Materials provided —
== == ==

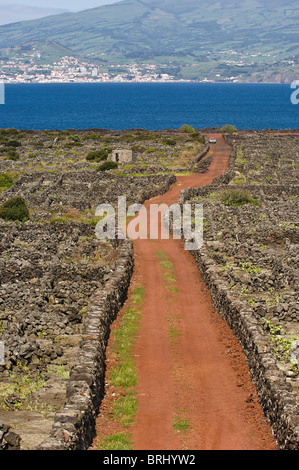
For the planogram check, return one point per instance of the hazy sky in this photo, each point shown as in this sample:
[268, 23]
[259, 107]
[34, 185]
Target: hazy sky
[72, 5]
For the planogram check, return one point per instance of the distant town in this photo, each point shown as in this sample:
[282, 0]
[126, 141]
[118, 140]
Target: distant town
[31, 67]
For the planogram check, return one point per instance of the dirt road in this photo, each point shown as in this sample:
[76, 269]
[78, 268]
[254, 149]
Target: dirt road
[194, 389]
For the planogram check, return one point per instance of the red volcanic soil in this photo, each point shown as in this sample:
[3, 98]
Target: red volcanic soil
[194, 389]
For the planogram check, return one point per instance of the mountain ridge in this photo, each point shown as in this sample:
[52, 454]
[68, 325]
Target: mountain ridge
[151, 30]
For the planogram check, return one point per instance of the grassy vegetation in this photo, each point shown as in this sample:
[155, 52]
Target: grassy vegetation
[123, 376]
[233, 197]
[15, 209]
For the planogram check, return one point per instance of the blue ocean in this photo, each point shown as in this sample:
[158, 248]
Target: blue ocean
[152, 106]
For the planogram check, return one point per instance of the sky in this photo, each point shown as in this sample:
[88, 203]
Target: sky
[72, 5]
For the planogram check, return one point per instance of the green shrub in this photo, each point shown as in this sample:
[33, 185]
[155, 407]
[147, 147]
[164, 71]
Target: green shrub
[12, 155]
[15, 209]
[6, 181]
[98, 155]
[108, 165]
[169, 142]
[13, 143]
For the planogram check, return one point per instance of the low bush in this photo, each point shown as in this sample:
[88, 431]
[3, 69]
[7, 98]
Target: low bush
[15, 209]
[6, 181]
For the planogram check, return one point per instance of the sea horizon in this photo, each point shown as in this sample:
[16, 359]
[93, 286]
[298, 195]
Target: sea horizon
[148, 105]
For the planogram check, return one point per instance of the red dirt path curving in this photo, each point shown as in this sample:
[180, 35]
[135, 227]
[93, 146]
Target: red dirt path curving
[199, 374]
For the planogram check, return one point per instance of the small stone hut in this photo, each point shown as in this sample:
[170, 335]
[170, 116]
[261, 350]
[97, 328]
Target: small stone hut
[122, 156]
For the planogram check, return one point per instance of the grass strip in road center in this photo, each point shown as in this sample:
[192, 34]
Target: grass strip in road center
[123, 376]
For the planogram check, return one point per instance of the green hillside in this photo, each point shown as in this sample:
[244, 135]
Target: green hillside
[189, 34]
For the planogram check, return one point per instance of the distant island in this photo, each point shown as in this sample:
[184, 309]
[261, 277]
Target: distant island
[150, 41]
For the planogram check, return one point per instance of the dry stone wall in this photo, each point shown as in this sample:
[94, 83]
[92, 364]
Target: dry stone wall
[249, 262]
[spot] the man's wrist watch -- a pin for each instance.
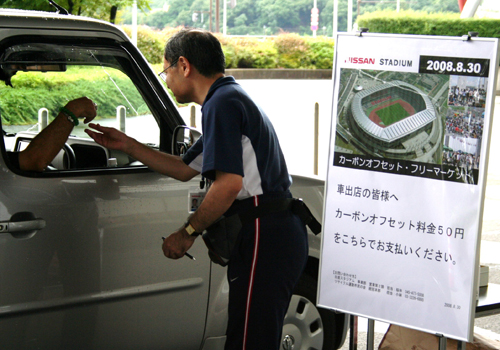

== == ==

Task directions — Please output every entry exactly as written, apart from the pictures.

Answer to the exercise —
For the planogram check, return one point per instance of the hazy sky in this photo, each point shown as in this sample:
[268, 23]
[259, 107]
[34, 185]
Target: hazy sky
[72, 5]
For the planogram check, return one point per instance of the distant town in this photo, each point shown as in this sample:
[282, 0]
[126, 141]
[118, 140]
Target: distant town
[31, 67]
For the planogram check, return one point per instance of the dirt road in this photo, each point shown as in this sample:
[76, 269]
[78, 268]
[254, 149]
Target: dirt road
[194, 389]
For the planogram check, return one point per instance of the red volcanic soil in this photo, each point shown as in this sample:
[3, 98]
Target: red volcanic soil
[194, 389]
For the planogram check, return one point per instance of the mountain ridge in this photo, each point shown as in this sample:
[52, 454]
[68, 325]
Target: mountain ridge
[151, 30]
For the planogram check, return one point per instance of the grassy vegetation in this photo, each point shown as in this sample:
[155, 52]
Target: grassy vegetation
[123, 376]
[233, 197]
[15, 209]
For the planogram check, return one point per instance of the blue ocean in this photo, each point shown as in this sample:
[158, 248]
Target: blue ocean
[152, 106]
For the planogram check, return one point per instance of the sky in this photo, each point shown as in this sample:
[88, 203]
Target: sky
[72, 5]
For the planogram check, return one point per instance of the green shrub in this photo, each point shown as in this sample:
[33, 185]
[155, 407]
[147, 147]
[164, 71]
Target: green shrub
[12, 155]
[15, 209]
[6, 181]
[98, 155]
[108, 165]
[169, 142]
[13, 143]
For the planogram check, return one point per instance of the low bush in this photo, each point shown as in this sample:
[88, 431]
[3, 69]
[7, 98]
Target: low bush
[15, 209]
[6, 181]
For the planogram check, return one point per instance of the sea horizon in this photo, each point shown as in this sample:
[16, 359]
[93, 286]
[298, 195]
Target: sea horizon
[148, 105]
For the planogram check, return one point per instance of the red dirt path curving in this photo, each point shown as in this sample:
[180, 35]
[135, 227]
[93, 146]
Target: red dirt path curving
[199, 374]
For the planogram check, return one point per instance of the small stone hut in this photo, each point shown as in this sample:
[170, 335]
[170, 116]
[261, 350]
[97, 328]
Target: small stone hut
[122, 156]
For the planogram check, return one point per instance of the grass strip in road center in this photo, each point shown as in this sample:
[192, 34]
Target: grass strip in road center
[123, 376]
For the planogram check, return one point per instance of the green hillside in this photo, each point shown as in this sample:
[244, 135]
Target: green hillside
[189, 34]
For the planogram check, return one point per instance of the distant island in this photo, each point shown as in this sample:
[184, 309]
[261, 277]
Target: distant island
[150, 41]
For the planogram check, return one point per instance of the dry stone wall in this photo, each point shown as in this sample:
[94, 83]
[92, 364]
Target: dry stone wall
[249, 262]
[spot] the man's wrist watch -- a pin for each instance.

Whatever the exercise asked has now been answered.